Bounding box annotation entries>
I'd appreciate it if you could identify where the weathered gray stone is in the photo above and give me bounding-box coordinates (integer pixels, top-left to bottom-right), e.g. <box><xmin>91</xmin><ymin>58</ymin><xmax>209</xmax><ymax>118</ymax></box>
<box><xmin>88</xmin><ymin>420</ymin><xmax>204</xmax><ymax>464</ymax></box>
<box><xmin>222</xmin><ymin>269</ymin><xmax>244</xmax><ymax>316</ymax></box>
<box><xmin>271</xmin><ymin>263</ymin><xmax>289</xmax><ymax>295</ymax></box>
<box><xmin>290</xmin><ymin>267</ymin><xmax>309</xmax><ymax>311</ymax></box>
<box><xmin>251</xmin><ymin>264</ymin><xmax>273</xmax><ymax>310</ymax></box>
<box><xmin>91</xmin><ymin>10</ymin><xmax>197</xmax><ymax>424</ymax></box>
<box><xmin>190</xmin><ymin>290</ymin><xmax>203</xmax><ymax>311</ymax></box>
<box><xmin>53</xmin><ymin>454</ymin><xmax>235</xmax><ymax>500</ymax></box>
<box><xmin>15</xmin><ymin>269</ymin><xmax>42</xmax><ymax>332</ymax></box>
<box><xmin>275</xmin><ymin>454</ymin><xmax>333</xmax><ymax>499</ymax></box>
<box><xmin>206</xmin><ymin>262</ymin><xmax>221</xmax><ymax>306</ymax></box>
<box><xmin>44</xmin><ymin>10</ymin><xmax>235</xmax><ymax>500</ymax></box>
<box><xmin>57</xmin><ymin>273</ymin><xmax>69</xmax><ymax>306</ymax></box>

What the task asks> Extract every line of the rows above that contains the string "coordinates", matching case exactly.

Solution for this task>
I'd appreciate it if you could identify where the weathered gray stone is in the photo above and give me bounding-box coordinates (integer pixels, top-left to bottom-right), e.g. <box><xmin>91</xmin><ymin>58</ymin><xmax>209</xmax><ymax>118</ymax></box>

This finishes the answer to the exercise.